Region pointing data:
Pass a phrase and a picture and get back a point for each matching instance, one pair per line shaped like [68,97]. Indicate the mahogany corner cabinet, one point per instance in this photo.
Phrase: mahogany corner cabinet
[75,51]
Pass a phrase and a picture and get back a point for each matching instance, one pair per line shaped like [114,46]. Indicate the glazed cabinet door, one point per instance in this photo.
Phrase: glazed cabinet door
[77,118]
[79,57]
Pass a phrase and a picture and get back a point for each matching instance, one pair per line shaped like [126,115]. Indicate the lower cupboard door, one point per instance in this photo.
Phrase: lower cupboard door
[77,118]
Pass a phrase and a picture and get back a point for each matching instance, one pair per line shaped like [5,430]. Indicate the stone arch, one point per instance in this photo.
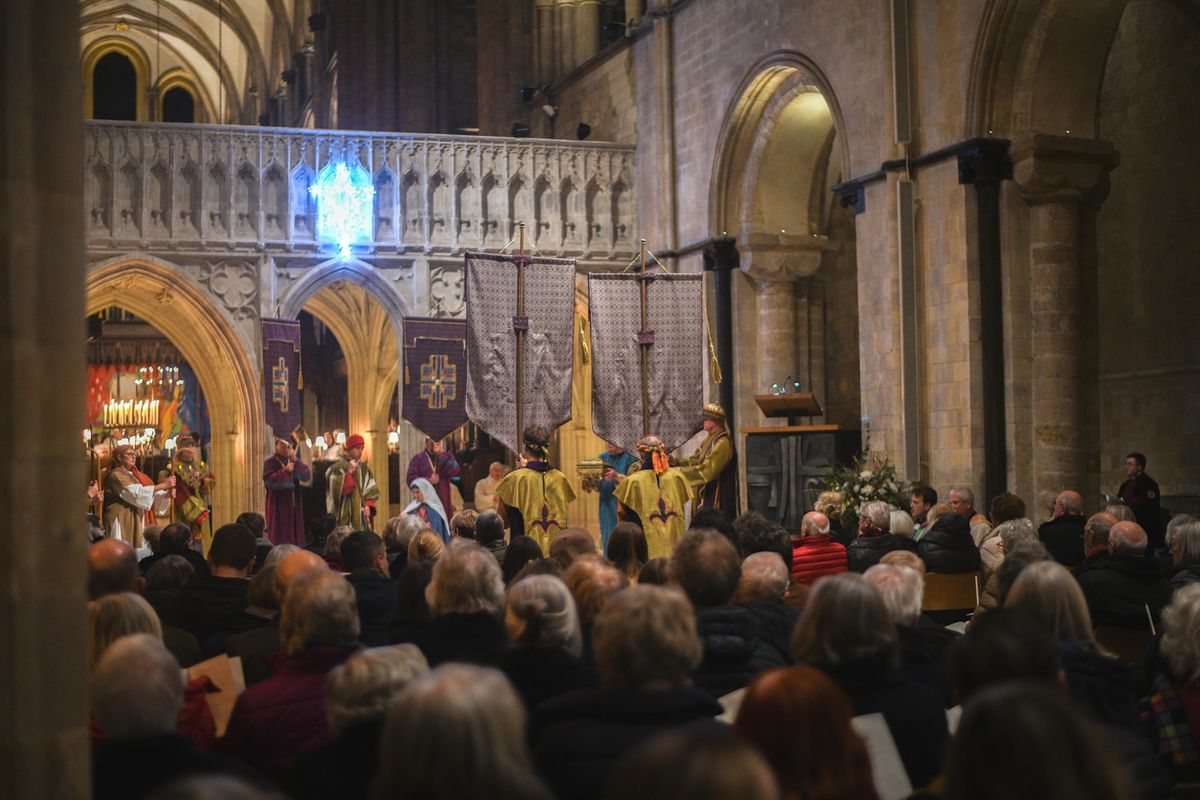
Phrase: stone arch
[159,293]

__TASK PROMPT__
In the entries above, some lines hold the string "back". Copy each of them.

__WORKED SOLUTION__
Pass a phrase and a picture and get back a point for each matching instance, one pair per line shaped like [68,97]. Indicate the mahogany corner cabinet, one point per instance in this photo.
Pass a phrase and a picture and get back a point for each matching instance, one pair per line shaped like [114,46]. Indicate the glazed cabinet door, one point per instance in this photo.
Pass a phrase and a picture and get back a point for each matching instance, one pair per line shaped like [126,115]. Indicate the lower cupboard door, one point per instance in this photo.
Pass a phrase and a picture and get back a point for each matching instance, one pair per line shaped like [5,430]. Indicate the stone arch, one point per instance in this photo.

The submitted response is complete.